Task goal.
Write out, word for word, everything from "The European Parliament" down to "Green Deal initiative." in the passage on the EU's 2030 climate target below.

The European Parliament is gearing up for tough talks on the EU’s climate target for 2030, with a 65% emissions cut now firmly on the table.
Jytte Guteland, a Swedish social democrat who is leading talks on the EU’s new climate law on behalf of MEPs, announced on Tuesday that she will back a 65% emissions target for 2030.
“I think it is important in these times to submit proposals that are in line with what scientists said it is necessary,” Guteland told Swedish radio.
The 65% target proposed by Guteland is a higher benchmark than the 50-55% emission cuts promised by the European Commission as part of its Green Deal initiative.
According to the UN emissions gap report, a 65% emission cut by 2030 would bring the EU’s climate action in line with the objective of the Paris Agreement to limit global heating to 1.5°C.
Environmental activists applauded the move. “The big lesson of the COVID-19 crisis is that governments need to listen to the science and act accordingly,” said Sebastian Mang, EU climate policy adviser at Greenpeace.

Given data.
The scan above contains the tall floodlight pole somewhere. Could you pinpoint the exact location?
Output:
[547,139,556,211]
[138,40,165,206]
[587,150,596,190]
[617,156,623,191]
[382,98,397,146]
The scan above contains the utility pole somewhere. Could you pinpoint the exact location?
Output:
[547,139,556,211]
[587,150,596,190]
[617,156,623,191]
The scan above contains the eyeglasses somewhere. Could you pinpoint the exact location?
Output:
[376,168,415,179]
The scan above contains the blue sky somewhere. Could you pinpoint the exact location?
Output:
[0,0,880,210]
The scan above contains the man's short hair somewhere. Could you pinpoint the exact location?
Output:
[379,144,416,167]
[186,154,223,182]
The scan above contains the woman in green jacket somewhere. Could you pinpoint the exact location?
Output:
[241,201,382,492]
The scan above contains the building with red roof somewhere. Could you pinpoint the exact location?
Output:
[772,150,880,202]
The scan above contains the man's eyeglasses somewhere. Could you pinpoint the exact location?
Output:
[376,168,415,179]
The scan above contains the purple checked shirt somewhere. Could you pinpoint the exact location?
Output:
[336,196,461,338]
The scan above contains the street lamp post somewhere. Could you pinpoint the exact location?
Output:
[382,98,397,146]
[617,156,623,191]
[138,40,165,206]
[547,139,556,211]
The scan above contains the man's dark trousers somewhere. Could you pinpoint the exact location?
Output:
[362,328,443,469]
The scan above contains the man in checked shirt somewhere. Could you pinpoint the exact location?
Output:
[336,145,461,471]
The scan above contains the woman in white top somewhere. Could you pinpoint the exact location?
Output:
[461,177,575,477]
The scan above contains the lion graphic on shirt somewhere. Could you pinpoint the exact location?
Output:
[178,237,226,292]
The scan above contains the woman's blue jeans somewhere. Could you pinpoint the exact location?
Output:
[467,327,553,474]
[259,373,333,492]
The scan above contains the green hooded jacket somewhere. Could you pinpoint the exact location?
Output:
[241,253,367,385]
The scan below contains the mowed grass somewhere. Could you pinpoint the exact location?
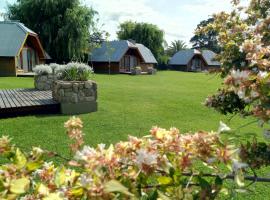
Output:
[0,71,270,199]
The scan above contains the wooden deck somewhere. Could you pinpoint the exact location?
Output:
[0,89,60,117]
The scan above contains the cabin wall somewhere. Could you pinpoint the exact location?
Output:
[170,65,188,72]
[91,62,120,74]
[0,57,16,76]
[140,63,154,72]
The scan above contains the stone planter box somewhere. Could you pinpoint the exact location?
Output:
[131,69,142,75]
[34,74,56,90]
[147,67,157,75]
[52,80,97,115]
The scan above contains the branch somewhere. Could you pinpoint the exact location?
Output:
[182,173,270,183]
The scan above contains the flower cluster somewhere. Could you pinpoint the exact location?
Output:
[197,0,270,123]
[64,117,84,152]
[0,117,250,200]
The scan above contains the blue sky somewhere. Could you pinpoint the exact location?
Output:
[0,0,242,46]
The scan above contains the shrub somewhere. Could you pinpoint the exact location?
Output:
[33,65,52,75]
[0,117,253,200]
[135,66,142,70]
[57,62,93,81]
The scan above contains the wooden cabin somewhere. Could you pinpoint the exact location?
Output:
[0,21,49,76]
[169,49,220,72]
[89,40,157,73]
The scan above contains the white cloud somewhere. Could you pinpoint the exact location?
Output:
[84,0,236,46]
[0,0,248,46]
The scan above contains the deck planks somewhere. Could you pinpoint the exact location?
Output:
[0,89,59,115]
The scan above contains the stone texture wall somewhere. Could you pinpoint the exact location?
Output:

Answer to the problem.
The European Parliament is gearing up for tough talks on the EU’s climate target for 2030, with a 65% emissions cut now firmly on the table.
Jytte Guteland, a Swedish social democrat who is leading talks on the EU’s new climate law on behalf of MEPs, announced on Tuesday that she will back a 65% emissions target for 2030.
“I think it is important in these times to submit proposals that are in line with what scientists said it is necessary,” Guteland told Swedish radio.
The 65% target proposed by Guteland is a higher benchmark than the 50-55% emission cuts promised by the European Commission as part of its Green Deal initiative.